- [WHAT IS EXPECTED]:
Write what comes next in the stuffed acorn squash recipe below, picking up right after its last sentence.

- [EXTRACT]:
Stuffed squash is one of those dishes that is beautiful to look at, mind-blowingly tasty, and deceptively easy. Its fast cooking time and minimal prep makes it an easy weeknight dinner, but also an impressive side dish if you’re hosting a crowd.
This easy side dish is also easy to customize based on your guests’ preferences and dietary restrictions. Need to make it vegan? Swap the sausage out for white beans or chickpeas, and omit the cheese. Want to add heft to the filling? Add a grain, like wild rice or farro. Don’t have any Italian sausage on hand? Use ground chicken or turkey instead, and season with nutmeg and allspice. There are so many ways to make this recipe your own. And if you need more delicious squash recipes, then try my squash casserole recipe, butternut squash mac and cheese, or roasted delicata squash recipe.
What You Need to Make this Recipe
Acorn squash — you’ll need 2 small acorn squash for this recipe, which will be enough for 4 servings. The acorn squash I used weighed about 1¼ pounds each.

- [RECORDS PROVIDED]:
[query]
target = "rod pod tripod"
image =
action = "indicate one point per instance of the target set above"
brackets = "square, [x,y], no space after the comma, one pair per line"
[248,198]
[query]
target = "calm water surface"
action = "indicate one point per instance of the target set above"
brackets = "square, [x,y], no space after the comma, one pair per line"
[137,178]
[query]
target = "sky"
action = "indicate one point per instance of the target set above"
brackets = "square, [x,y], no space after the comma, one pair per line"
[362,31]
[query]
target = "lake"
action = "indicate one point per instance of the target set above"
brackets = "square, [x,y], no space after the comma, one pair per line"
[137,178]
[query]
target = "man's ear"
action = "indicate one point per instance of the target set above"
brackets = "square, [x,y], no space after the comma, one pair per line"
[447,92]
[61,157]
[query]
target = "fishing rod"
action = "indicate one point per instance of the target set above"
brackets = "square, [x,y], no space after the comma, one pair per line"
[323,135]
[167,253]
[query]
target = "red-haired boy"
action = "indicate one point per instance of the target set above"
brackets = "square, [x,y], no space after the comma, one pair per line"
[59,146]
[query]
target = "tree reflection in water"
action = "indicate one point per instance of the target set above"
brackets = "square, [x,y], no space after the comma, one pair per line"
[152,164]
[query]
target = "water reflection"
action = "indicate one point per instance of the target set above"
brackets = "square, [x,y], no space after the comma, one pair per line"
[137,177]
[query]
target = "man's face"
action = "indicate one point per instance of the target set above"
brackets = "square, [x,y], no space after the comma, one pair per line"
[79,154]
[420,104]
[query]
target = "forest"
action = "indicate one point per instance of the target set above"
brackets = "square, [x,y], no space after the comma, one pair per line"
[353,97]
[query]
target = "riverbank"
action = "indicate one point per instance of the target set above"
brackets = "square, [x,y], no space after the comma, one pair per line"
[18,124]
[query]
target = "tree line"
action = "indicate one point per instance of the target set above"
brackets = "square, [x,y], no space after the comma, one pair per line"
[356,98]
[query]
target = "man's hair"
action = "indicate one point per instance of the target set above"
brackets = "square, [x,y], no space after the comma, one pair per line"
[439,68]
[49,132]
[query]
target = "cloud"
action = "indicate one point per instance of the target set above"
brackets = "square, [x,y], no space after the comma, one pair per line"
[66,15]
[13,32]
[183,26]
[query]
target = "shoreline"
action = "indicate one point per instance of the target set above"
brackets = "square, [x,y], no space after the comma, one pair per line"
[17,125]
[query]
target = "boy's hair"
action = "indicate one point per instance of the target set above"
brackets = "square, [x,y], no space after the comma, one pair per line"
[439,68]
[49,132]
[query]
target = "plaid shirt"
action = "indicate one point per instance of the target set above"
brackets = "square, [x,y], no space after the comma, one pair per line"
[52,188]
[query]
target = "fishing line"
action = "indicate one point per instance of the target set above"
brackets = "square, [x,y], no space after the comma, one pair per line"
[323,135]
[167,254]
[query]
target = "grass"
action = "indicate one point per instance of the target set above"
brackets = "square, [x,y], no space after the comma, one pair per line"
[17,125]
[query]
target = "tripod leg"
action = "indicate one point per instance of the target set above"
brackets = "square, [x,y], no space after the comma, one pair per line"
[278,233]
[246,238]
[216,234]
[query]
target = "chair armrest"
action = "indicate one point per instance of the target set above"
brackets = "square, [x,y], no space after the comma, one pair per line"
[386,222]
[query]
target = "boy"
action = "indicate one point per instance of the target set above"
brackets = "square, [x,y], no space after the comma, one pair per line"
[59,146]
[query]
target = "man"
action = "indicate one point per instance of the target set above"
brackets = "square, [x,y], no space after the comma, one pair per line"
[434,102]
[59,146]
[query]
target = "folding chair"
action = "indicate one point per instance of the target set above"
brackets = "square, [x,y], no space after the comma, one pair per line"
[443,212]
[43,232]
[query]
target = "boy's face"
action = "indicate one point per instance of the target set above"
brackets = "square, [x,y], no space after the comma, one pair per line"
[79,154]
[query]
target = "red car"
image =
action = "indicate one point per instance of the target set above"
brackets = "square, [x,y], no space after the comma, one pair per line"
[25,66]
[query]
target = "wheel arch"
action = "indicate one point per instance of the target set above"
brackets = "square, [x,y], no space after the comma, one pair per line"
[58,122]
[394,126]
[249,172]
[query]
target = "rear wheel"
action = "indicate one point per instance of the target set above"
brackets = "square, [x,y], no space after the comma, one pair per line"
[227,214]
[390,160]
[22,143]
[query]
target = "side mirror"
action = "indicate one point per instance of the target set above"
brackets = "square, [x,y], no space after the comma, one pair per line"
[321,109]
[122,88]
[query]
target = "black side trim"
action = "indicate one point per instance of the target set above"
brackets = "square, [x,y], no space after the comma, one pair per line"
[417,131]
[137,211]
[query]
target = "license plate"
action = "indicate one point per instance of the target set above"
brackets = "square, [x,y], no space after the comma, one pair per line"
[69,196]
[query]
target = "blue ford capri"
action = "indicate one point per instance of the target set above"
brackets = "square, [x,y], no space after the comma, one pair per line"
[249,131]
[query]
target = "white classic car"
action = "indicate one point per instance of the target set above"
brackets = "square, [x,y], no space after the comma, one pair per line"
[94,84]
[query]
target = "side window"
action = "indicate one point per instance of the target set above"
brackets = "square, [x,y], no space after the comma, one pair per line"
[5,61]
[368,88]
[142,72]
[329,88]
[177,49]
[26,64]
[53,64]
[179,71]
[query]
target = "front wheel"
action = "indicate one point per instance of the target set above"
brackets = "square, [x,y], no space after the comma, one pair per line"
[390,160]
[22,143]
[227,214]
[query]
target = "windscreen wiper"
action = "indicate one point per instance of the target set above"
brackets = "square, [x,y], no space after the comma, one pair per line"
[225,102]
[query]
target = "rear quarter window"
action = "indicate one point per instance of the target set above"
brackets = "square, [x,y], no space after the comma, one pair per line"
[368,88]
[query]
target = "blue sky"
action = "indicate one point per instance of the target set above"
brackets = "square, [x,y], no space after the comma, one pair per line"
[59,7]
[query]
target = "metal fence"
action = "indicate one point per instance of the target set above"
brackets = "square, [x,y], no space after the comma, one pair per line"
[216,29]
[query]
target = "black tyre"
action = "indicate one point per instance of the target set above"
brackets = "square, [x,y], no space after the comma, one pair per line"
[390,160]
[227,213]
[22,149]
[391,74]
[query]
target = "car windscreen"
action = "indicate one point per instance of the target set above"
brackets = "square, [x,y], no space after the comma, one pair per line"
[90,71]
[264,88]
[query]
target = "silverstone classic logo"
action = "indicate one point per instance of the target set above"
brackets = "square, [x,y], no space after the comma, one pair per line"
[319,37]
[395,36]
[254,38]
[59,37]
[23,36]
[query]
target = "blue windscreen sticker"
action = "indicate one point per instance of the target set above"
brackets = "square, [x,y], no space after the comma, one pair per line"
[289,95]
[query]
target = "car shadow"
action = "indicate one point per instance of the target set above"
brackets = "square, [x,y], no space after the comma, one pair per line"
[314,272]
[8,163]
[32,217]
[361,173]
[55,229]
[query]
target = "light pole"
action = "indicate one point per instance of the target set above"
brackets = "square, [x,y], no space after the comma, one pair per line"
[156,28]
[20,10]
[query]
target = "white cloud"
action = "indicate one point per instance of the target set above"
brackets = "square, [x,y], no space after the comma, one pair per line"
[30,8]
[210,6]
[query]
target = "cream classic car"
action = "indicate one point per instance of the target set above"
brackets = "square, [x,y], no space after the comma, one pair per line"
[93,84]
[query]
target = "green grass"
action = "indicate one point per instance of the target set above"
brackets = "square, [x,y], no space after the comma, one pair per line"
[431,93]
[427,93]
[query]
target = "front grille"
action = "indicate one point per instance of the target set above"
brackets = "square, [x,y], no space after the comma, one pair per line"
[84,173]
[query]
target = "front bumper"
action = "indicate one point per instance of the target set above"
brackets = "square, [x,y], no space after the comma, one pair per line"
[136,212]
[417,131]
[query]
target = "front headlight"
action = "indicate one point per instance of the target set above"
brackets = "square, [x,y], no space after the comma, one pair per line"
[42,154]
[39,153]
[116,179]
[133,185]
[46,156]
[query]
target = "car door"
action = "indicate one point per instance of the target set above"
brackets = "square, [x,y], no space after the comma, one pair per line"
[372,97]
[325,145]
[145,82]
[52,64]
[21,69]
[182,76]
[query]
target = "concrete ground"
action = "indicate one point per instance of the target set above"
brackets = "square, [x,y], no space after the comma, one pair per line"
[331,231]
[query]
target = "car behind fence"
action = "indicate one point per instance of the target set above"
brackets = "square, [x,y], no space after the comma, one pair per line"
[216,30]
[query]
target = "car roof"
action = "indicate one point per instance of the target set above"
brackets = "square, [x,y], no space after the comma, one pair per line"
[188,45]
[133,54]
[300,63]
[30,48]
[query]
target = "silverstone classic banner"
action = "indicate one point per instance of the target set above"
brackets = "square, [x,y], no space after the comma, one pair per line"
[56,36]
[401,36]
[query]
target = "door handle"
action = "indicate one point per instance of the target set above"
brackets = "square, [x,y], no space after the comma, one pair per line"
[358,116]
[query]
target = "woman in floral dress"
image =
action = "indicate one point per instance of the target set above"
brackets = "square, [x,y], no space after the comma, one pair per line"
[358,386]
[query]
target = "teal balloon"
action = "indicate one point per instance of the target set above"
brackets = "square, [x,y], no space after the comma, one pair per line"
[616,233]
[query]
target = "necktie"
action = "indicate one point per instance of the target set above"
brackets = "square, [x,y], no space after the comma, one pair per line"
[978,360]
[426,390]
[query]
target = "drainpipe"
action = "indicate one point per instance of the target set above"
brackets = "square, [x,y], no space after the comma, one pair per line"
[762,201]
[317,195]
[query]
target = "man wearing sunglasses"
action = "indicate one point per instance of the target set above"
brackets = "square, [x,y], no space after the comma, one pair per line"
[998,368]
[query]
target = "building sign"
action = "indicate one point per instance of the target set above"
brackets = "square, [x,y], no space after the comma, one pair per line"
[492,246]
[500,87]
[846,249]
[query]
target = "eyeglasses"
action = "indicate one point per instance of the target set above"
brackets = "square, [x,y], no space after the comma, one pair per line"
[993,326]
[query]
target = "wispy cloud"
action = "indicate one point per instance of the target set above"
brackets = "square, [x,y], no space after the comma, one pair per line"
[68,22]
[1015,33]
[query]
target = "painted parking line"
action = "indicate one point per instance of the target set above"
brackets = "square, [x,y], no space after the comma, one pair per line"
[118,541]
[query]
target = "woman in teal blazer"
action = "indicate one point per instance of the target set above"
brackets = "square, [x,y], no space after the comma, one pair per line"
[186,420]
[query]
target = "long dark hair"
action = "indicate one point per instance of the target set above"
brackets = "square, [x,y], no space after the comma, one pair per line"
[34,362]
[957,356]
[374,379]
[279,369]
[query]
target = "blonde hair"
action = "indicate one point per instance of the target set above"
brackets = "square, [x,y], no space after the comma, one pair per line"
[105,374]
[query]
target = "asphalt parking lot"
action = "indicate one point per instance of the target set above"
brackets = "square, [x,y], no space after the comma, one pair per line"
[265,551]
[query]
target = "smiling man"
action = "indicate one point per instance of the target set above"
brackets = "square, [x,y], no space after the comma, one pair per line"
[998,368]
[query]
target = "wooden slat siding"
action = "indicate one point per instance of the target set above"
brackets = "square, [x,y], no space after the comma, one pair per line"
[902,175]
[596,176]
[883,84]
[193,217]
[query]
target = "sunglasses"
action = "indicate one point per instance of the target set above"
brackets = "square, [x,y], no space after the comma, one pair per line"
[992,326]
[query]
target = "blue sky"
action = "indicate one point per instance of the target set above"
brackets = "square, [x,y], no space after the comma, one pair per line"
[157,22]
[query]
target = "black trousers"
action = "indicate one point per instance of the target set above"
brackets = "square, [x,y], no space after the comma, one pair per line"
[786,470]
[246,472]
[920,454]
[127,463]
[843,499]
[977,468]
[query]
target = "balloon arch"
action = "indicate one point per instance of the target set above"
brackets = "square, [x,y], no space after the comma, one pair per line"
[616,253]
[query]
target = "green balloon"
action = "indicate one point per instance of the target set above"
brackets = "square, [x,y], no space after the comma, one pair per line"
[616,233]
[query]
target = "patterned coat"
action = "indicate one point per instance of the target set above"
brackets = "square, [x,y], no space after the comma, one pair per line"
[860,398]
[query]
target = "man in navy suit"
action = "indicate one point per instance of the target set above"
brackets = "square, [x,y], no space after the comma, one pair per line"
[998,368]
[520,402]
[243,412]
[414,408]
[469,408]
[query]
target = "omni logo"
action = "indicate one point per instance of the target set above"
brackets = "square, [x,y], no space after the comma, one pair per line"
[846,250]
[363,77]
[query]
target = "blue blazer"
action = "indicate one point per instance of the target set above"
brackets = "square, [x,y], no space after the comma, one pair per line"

- [THE RESULT]:
Italian sausage — use your favorite ground Italian sausage. I find that spicy Italian sausage balances the sweetness of the squash. But if your family doesn’t like spicy food, use sweet Italian sausage instead.
Onion — have you ever cooked an onion in sausage drippings until tender? The flavor is out of this world! You can use any type of onion you have- yellow, white, red, or sweet varieties all work great.
Mushrooms — this recipe calls for baby Bella mushrooms, but you could use white mushrooms or cremini mushrooms instead.
Apple — a chopped apple adds more fall flavor to the hearty filling. Honeycrisp is a good option, but you could also use something sweeter like Fuji. Opt for sweet-tart or sweet apples for this recipe. Save tart Granny Smith apples for apple pie instead.
Thyme — fresh thyme has a vibrant, earthy, somewhat minty flavor that takes the sausage filling to the next level. You could also add other fresh herbs like chives, oregano, or basil.
Garlic — you just need 2 cloves of minced garlic for added savory goodness to round out the flavors in this dish.
Cheese — cheese adds a layer of richness to the sausage-stuffed acorn squash. And you can really use whatever kind of cheese you like!
How to Make Stuffed Acorn Squash
1. Start by carefully cutting the acorn squash in half. You need a large, sharp knife and sturdy cutting board. I recommend placing a dish towel under the cutting board to stop it from moving around. Cut the squash in half lengthwise through the stem end.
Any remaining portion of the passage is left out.